● **Problem statement**:
Reproduce the entries that follow, exactly and in full.

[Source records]
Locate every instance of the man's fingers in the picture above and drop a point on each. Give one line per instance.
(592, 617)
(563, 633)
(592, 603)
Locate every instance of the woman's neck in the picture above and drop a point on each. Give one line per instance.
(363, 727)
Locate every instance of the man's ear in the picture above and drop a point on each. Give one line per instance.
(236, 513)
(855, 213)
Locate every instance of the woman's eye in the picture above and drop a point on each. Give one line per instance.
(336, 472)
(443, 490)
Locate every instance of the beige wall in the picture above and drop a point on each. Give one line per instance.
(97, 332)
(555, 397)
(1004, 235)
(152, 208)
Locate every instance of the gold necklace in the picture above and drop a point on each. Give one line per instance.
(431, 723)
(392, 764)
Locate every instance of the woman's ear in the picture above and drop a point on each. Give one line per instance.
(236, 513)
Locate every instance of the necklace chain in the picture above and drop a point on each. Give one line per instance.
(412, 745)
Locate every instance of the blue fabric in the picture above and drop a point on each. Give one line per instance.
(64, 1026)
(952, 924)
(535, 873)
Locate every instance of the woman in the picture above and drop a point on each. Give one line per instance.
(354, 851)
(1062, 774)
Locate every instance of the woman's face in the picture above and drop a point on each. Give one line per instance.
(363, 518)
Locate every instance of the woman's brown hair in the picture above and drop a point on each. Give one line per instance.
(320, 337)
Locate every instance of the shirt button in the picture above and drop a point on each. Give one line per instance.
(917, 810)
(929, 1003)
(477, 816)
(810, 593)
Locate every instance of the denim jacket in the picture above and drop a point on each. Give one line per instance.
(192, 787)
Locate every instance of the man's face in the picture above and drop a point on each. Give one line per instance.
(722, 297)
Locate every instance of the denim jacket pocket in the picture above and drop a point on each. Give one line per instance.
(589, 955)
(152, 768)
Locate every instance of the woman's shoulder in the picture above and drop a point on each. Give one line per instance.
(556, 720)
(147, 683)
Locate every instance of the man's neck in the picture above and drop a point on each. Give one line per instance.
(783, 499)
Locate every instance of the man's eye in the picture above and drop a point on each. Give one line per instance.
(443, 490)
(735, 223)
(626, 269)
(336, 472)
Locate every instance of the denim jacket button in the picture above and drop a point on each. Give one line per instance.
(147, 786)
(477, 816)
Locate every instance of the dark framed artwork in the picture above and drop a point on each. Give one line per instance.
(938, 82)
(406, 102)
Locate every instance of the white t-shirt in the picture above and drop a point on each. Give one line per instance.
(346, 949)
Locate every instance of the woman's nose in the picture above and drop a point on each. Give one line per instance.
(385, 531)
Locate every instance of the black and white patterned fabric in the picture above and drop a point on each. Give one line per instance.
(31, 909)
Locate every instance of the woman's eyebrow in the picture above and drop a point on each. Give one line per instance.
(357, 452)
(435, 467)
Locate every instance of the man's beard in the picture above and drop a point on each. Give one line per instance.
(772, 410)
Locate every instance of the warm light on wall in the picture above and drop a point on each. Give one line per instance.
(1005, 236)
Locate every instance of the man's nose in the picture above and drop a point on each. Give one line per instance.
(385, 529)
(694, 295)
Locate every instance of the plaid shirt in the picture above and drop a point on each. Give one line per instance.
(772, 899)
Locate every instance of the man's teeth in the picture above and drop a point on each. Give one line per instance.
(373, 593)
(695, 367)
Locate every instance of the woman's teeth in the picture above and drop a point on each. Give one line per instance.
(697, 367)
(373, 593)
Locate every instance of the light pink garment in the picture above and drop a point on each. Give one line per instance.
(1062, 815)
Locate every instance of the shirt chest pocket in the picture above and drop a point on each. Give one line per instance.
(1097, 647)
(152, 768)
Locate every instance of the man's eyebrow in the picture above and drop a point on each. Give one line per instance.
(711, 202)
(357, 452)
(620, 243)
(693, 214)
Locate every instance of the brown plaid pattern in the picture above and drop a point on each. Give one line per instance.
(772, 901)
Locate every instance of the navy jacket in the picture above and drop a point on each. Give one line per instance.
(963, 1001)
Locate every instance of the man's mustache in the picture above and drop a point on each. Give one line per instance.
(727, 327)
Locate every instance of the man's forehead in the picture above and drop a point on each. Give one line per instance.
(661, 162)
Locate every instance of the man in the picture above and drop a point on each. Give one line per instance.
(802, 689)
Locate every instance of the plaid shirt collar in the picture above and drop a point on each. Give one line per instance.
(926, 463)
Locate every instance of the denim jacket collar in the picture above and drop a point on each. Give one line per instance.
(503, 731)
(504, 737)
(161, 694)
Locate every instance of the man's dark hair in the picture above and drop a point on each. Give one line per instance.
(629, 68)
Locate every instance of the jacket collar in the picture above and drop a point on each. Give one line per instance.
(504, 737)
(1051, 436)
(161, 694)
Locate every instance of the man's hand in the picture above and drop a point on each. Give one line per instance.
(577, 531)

● **Response area**:
Locate every instance of the man's fingers in the picture above and drop a point on each. Give one line per instance.
(592, 617)
(563, 633)
(592, 603)
Locate every instance of the woman's neck in the picture above and drop a point on each. Give one line per instance.
(363, 727)
Locate every instance of the man's ear in the picture above and drop a point on each. Give one line per instance.
(236, 513)
(855, 213)
Locate every instance of the woman's eye in the picture above and drop a point on each. Give one line per instance.
(336, 472)
(443, 490)
Locate every instance of the beige wall in the picture above and drop a point on each. Give one line per instance.
(97, 332)
(555, 397)
(1004, 235)
(152, 208)
Locate every instance of the gold necklace in the picture above and drop a point on each. Give one line per instance.
(431, 723)
(392, 764)
Locate every instance of the woman's ear in the picture above and drop a point on each. Give one line per instance.
(236, 513)
Locate every instance of the necklace chain in the picture above and drop a point on each. Give one line per instance.
(412, 745)
Locate every instance of the blue fabric in the picture above and drop a point on each. Give one line per instance.
(64, 1026)
(952, 924)
(535, 873)
Locate every instance of the woman in the picture above and drop a point on each. Give one line per instance.
(354, 851)
(1062, 774)
Locate every instance of the woman's face in the picture above and drop a point on each. Give one line per instance.
(363, 518)
Locate every instance of the woman's brown hair in the picture above and drop a point on each. Give one line per instance.
(320, 337)
Locate every instance of the shirt button in the picture above and drop a point on each. Give one line per instance.
(917, 810)
(929, 1003)
(477, 816)
(810, 593)
Locate every instance of the denim jacket in the picture above and drop a point on each. Give one line per instance.
(192, 787)
Locate every instance of the man's face in the picture above and drop a point on each. Give one line per instance.
(722, 297)
Locate every instance of the denim jacket pocket in the picture above and drop a point on each. Give one line per instance.
(589, 955)
(152, 768)
Locate every instance of the woman's shoulder in the picture above and drop a point on each. Give one line per instance.
(556, 720)
(147, 683)
Locate every instance of the man's neck in the picture above and drop a point on each. Give one line per instance.
(783, 499)
Locate every instance of the man's eye in the picture above and drop a point on each. Give one line per instance.
(443, 490)
(735, 223)
(626, 269)
(336, 472)
Locate every instance of the denim jacket button in the picture above and drop a point on each. Give one line per instance.
(147, 786)
(477, 816)
Locate every instance of the dark framed artwork in the picture above and drop a point on each. Give one line per instance.
(938, 82)
(406, 102)
Locate every instance of the white t-shirt in the picture above and drop a point on each. Give one line per instance.
(346, 949)
Locate every instance of the woman's nose in the picture above and drop a point on each. Give one line per instance.
(385, 531)
Locate every instance of the black and white patterned fabric in the picture above and drop a point on each. Give one line per instance.
(31, 909)
Locate every instance of the woman's eyebrow in the picture above and drop a point on each. Give one line per instance.
(357, 452)
(435, 467)
Locate every instance of the man's beard in the picture above and drop a point on each. Give one line per instance.
(772, 410)
Locate every instance of the warm light on wall in the picture above and drop a point on each. Give one line per instance.
(1005, 236)
Locate every instance of the man's nose in the picture above and drop a point on each. Give one line per instance.
(385, 529)
(694, 295)
Locate every instance of the plaid shirt in the picture above and drop a point on each. Give one line per instance.
(772, 899)
Locate every instance of the man's teeth in the picture above and drop a point on each. Give one line per instance.
(373, 593)
(695, 367)
Locate every instance of the woman's teeth in the picture above and drop a point on each. Give one line per instance.
(697, 367)
(373, 593)
Locate every instance of the light pink garment in the picture above and drop a point on each. Give one line per instance.
(1062, 815)
Locate every instance of the shirt chest pocket in the picture above and drop a point on each. Give one line per instance.
(1097, 647)
(152, 768)
Locate every instance of the man's eyebrow in the picture above and drop a point on each. Give one line per instance.
(711, 202)
(357, 452)
(620, 243)
(693, 214)
Locate every instance of the brown plaid pattern in the picture above and drop a point on each. Give one line per instance.
(772, 901)
Locate every instance of the navy jacket in the picture above and drop a point on each. Give one line per instance.
(963, 1001)
Locate every instance of the man's mustache in the picture above and drop a point on each. Give one line per instance.
(727, 327)
Locate every instance of the man's forehead in the picture above and drop a point on each. Give one line per instance.
(661, 162)
Locate every instance of the man in the picture above and drop a point on each. Give one line per instance.
(802, 689)
Locate every instance of the plaid shirt collar in the picture above and drop a point on each. Give one line per instance.
(926, 463)
Locate every instance of the denim jacket collar in the picture above and drop a point on each. Give one line per instance.
(503, 731)
(504, 737)
(161, 694)
Locate every instance of the man's dark hair in the picture above and drop a point on each. Give one line per instance.
(629, 68)
Locate every instance of the jacket collar in the picture above and drop a point on each. Give one line per instance.
(504, 737)
(1051, 436)
(161, 694)
Locate every instance of the man's hand in the picture above and drop a point on each. Give one line per instance.
(577, 531)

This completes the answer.